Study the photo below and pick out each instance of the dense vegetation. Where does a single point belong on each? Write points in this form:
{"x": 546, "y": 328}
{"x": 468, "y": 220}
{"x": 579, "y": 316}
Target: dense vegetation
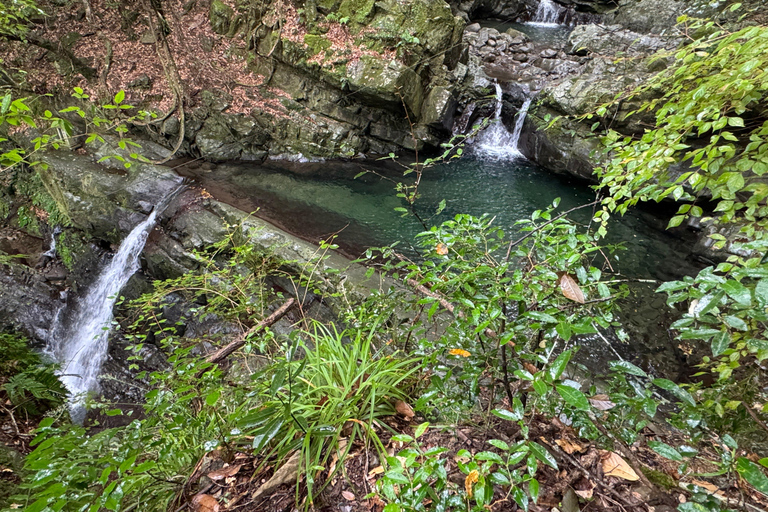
{"x": 482, "y": 329}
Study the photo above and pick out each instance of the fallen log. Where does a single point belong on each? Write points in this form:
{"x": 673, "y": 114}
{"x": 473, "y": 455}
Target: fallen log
{"x": 238, "y": 342}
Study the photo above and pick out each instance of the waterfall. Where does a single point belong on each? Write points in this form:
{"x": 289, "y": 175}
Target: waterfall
{"x": 495, "y": 141}
{"x": 519, "y": 122}
{"x": 548, "y": 14}
{"x": 51, "y": 252}
{"x": 82, "y": 348}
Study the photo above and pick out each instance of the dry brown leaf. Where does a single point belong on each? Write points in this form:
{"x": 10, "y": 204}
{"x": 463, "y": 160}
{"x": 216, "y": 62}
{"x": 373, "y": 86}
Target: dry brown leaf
{"x": 287, "y": 473}
{"x": 226, "y": 472}
{"x": 712, "y": 488}
{"x": 614, "y": 465}
{"x": 569, "y": 446}
{"x": 529, "y": 367}
{"x": 376, "y": 471}
{"x": 470, "y": 480}
{"x": 570, "y": 289}
{"x": 403, "y": 409}
{"x": 205, "y": 503}
{"x": 602, "y": 402}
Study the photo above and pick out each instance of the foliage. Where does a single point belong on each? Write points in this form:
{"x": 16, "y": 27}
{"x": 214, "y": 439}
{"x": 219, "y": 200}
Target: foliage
{"x": 418, "y": 476}
{"x": 341, "y": 384}
{"x": 708, "y": 148}
{"x": 508, "y": 310}
{"x": 14, "y": 16}
{"x": 28, "y": 385}
{"x": 714, "y": 95}
{"x": 48, "y": 130}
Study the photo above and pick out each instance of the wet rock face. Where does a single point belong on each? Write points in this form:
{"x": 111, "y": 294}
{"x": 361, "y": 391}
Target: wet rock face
{"x": 612, "y": 39}
{"x": 27, "y": 302}
{"x": 344, "y": 88}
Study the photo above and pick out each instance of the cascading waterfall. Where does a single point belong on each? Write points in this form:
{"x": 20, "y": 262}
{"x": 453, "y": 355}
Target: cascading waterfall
{"x": 496, "y": 141}
{"x": 51, "y": 252}
{"x": 548, "y": 14}
{"x": 82, "y": 348}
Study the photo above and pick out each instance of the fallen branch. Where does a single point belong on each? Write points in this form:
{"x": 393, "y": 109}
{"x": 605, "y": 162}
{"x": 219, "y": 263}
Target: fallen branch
{"x": 226, "y": 350}
{"x": 442, "y": 300}
{"x": 539, "y": 228}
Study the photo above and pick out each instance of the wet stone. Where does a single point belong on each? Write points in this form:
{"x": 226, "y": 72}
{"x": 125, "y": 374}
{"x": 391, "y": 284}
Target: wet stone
{"x": 548, "y": 53}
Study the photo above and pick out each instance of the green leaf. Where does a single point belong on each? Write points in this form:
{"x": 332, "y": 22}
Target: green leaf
{"x": 736, "y": 323}
{"x": 752, "y": 473}
{"x": 494, "y": 457}
{"x": 533, "y": 489}
{"x": 506, "y": 415}
{"x": 761, "y": 292}
{"x": 212, "y": 397}
{"x": 542, "y": 317}
{"x": 665, "y": 450}
{"x": 573, "y": 396}
{"x": 559, "y": 365}
{"x": 397, "y": 477}
{"x": 737, "y": 292}
{"x": 720, "y": 342}
{"x": 499, "y": 479}
{"x": 691, "y": 506}
{"x": 626, "y": 367}
{"x": 498, "y": 443}
{"x": 542, "y": 454}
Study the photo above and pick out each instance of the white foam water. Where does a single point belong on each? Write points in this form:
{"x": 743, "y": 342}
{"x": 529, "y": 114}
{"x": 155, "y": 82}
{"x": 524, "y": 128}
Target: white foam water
{"x": 548, "y": 14}
{"x": 82, "y": 348}
{"x": 495, "y": 141}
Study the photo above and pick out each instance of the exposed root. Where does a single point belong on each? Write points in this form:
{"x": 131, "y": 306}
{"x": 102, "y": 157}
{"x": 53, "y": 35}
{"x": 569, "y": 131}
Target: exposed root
{"x": 158, "y": 26}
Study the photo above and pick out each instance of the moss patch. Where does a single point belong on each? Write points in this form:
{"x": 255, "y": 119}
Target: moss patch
{"x": 316, "y": 43}
{"x": 359, "y": 11}
{"x": 660, "y": 479}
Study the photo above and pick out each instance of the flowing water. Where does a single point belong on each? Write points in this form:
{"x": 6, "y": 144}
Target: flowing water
{"x": 319, "y": 200}
{"x": 548, "y": 14}
{"x": 81, "y": 346}
{"x": 51, "y": 252}
{"x": 495, "y": 141}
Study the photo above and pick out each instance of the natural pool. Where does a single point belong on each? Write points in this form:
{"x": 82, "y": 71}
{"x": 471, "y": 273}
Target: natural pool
{"x": 318, "y": 200}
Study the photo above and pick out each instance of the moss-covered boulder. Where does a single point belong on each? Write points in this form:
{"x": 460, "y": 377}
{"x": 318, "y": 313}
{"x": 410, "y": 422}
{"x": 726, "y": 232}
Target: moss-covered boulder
{"x": 386, "y": 82}
{"x": 221, "y": 16}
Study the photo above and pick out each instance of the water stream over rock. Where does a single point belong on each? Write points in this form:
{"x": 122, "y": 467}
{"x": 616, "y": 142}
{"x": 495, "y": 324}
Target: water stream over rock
{"x": 81, "y": 345}
{"x": 495, "y": 141}
{"x": 548, "y": 14}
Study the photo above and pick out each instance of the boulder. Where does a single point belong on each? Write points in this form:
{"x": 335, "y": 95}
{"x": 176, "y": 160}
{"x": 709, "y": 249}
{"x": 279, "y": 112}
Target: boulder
{"x": 221, "y": 16}
{"x": 101, "y": 202}
{"x": 613, "y": 39}
{"x": 386, "y": 83}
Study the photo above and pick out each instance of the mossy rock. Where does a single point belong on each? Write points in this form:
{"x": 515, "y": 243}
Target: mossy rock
{"x": 359, "y": 11}
{"x": 661, "y": 479}
{"x": 221, "y": 16}
{"x": 14, "y": 461}
{"x": 316, "y": 43}
{"x": 386, "y": 82}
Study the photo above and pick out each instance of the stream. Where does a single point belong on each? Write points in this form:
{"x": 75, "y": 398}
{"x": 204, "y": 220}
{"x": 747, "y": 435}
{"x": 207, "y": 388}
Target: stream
{"x": 317, "y": 200}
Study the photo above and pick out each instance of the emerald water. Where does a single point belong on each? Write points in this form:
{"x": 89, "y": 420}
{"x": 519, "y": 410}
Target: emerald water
{"x": 317, "y": 200}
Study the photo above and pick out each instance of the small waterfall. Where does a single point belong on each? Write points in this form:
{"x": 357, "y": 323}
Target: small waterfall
{"x": 519, "y": 122}
{"x": 82, "y": 347}
{"x": 548, "y": 14}
{"x": 495, "y": 141}
{"x": 51, "y": 252}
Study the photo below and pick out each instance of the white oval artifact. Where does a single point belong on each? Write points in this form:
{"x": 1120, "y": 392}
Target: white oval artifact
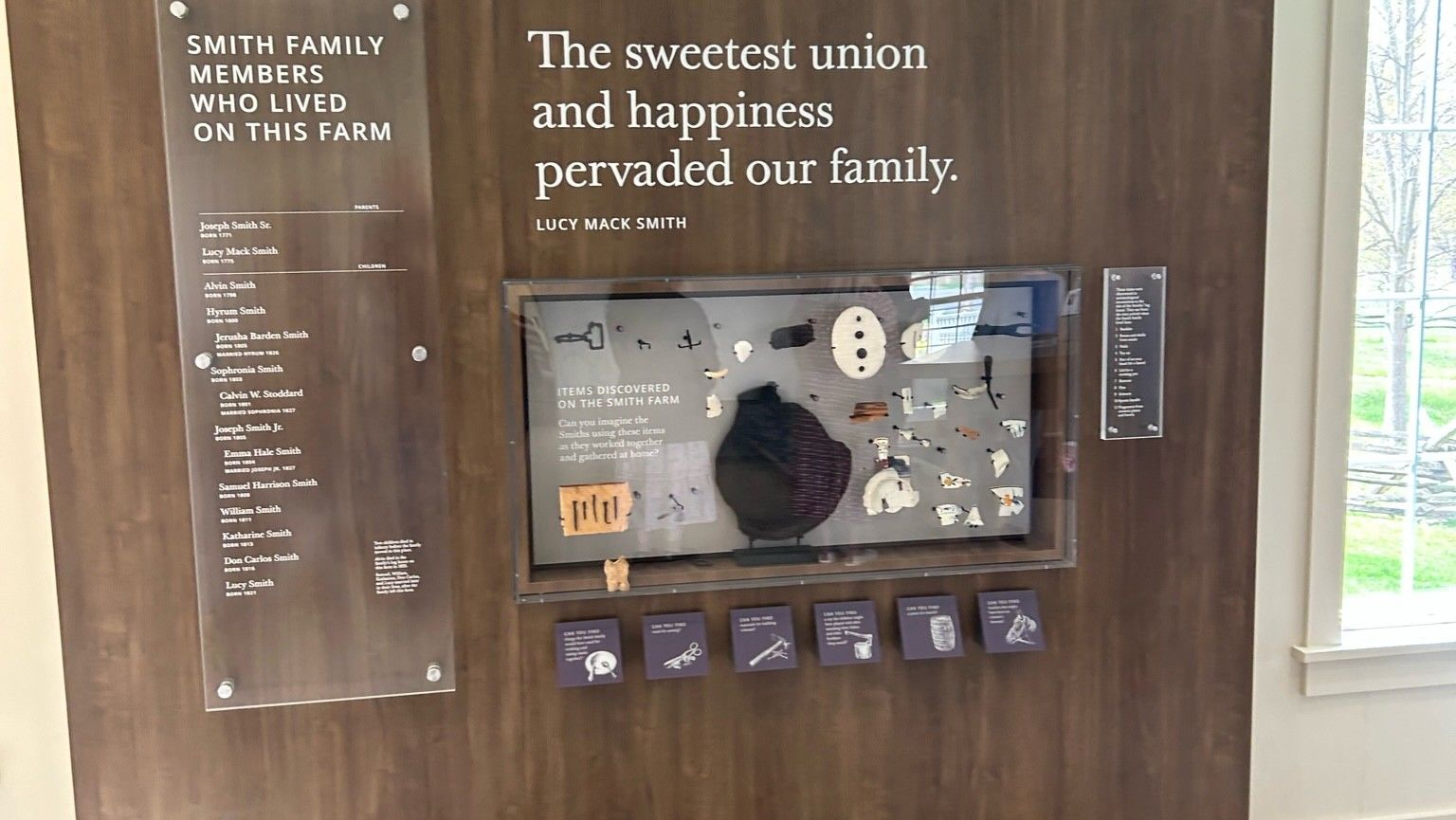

### Work to do
Gather every line of the rows above that contains the word "brown".

### Correct response
Study the photo above and pick out each instance of the dry brown leaf. Where does a single point belong on each? Write points in this form:
Target: dry brown leaf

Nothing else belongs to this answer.